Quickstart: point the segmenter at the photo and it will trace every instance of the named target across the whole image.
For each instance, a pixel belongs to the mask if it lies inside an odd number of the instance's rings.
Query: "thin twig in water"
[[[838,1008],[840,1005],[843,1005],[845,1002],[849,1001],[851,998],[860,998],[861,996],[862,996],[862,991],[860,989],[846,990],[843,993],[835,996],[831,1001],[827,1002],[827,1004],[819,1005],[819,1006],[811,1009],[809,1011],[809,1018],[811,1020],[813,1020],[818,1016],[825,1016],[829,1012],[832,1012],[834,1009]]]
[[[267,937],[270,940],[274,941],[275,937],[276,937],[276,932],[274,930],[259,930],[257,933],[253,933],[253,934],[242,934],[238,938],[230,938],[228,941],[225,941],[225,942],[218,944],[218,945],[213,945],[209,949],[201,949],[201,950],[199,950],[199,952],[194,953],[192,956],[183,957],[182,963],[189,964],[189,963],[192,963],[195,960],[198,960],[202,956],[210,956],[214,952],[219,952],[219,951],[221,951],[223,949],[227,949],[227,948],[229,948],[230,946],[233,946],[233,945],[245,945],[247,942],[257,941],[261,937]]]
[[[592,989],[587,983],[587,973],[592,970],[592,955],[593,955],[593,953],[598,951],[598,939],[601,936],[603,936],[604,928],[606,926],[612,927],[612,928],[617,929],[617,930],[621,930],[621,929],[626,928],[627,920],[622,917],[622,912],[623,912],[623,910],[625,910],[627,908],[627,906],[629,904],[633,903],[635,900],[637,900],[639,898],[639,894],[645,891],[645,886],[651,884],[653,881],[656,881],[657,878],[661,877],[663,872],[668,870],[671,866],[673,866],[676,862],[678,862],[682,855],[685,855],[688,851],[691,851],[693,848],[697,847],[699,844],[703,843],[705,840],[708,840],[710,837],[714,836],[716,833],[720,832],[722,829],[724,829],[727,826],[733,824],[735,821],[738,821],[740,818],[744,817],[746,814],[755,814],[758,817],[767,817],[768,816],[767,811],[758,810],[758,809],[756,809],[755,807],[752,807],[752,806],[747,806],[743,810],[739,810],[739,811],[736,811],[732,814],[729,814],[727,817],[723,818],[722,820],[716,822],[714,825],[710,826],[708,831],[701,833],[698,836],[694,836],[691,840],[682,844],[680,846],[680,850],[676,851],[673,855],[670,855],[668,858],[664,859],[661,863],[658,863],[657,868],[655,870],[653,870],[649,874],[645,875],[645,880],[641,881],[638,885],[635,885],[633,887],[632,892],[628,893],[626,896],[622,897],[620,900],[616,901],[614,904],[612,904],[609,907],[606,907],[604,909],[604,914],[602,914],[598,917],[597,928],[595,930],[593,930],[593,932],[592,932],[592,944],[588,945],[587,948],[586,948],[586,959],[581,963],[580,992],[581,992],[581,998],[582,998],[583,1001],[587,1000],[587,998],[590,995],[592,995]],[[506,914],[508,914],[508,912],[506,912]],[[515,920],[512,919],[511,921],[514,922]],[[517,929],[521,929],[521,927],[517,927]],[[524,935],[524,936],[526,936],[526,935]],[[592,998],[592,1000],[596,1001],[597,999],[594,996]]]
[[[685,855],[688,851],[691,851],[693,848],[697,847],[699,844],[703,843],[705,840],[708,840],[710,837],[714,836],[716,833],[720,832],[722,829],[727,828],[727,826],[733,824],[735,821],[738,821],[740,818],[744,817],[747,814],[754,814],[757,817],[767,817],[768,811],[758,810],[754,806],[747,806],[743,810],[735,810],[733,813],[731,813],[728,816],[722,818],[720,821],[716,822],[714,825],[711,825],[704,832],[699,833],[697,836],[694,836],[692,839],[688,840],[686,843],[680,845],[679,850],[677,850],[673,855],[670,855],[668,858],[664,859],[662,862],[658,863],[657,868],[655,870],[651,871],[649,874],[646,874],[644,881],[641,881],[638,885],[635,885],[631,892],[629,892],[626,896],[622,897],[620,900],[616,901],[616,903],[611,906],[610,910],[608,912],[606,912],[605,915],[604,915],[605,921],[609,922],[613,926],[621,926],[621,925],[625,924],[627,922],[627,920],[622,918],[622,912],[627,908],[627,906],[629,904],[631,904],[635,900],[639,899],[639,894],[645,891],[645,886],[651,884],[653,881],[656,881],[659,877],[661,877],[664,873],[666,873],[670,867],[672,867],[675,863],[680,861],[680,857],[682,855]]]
***
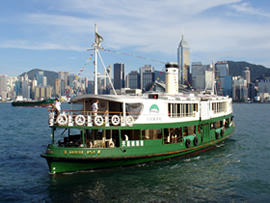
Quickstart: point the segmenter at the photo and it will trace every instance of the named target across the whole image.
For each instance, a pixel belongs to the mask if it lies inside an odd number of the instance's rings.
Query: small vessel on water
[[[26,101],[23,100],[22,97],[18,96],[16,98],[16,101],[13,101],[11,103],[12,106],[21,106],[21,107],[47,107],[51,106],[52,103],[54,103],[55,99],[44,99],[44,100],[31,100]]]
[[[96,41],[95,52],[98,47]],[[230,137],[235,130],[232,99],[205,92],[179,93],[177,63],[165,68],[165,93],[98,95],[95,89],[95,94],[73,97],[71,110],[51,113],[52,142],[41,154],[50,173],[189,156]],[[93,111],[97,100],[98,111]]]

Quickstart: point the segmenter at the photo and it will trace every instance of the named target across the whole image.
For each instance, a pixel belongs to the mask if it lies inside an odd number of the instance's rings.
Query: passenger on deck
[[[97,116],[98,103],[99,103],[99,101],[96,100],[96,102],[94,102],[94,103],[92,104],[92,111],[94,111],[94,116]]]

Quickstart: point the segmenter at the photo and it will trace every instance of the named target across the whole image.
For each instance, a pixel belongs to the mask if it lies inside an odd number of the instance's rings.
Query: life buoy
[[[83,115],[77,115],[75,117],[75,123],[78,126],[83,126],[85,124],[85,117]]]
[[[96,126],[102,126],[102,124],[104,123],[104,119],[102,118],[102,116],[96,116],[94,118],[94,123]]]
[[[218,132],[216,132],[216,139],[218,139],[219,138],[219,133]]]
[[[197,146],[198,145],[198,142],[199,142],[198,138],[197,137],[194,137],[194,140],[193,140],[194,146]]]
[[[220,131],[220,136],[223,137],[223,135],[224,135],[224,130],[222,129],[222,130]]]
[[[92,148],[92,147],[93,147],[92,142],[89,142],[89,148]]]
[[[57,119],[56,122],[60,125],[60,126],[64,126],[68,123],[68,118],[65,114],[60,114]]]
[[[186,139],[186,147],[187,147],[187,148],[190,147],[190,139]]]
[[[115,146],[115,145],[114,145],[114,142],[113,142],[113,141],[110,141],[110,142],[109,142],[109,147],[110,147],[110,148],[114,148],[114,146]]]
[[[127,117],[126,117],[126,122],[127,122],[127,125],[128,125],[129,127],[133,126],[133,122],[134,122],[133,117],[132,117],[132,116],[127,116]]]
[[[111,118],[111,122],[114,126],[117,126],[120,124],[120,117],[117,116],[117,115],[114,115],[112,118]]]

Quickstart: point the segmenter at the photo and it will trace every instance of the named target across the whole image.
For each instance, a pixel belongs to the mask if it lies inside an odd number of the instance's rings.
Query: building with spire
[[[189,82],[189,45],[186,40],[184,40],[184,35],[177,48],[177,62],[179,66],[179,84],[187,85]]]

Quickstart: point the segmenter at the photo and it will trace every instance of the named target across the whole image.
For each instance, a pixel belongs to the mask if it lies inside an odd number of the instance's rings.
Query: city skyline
***
ASSIGNMENT: Return word for word the lines above from the line with "Query: building with spire" to the line with "Query: city skyline", including both and leaving out all others.

EXERCISE SOLUTION:
Query: building with spire
[[[189,82],[189,45],[186,40],[184,40],[184,35],[177,48],[177,62],[179,66],[179,84],[187,85]]]

Quickstart: point the segmenter at the photo and it will trace every instance of the named target across the whole image.
For each instance, a pixel belongs to the mask if it lies inside an odd number of the instance's rings.
Query: city skyline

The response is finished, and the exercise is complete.